(Excerpts from location labeling data)
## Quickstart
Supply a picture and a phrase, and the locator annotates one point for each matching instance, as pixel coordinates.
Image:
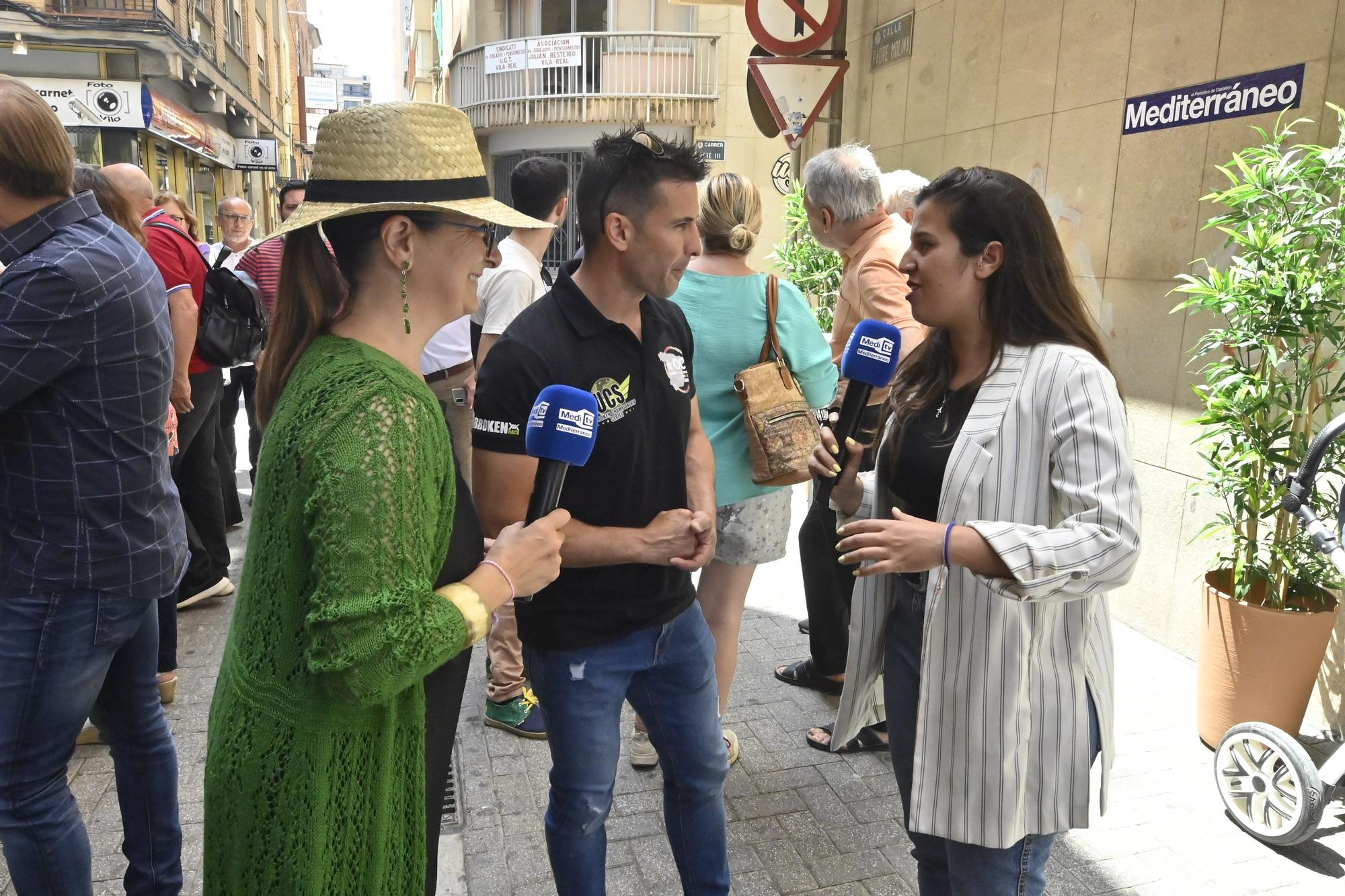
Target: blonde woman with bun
(724, 300)
(180, 212)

EXERCISE AIM: Render every line of the material as a numbered list, omitting blank lines and any picture.

REPLY:
1. ## Quickstart
2. Supply a picture and a phrase, and the locator annotates one point for each matching instance, as pixel coordinates.
3. Image:
4. Target: blonde woman with bun
5. (724, 300)
6. (180, 212)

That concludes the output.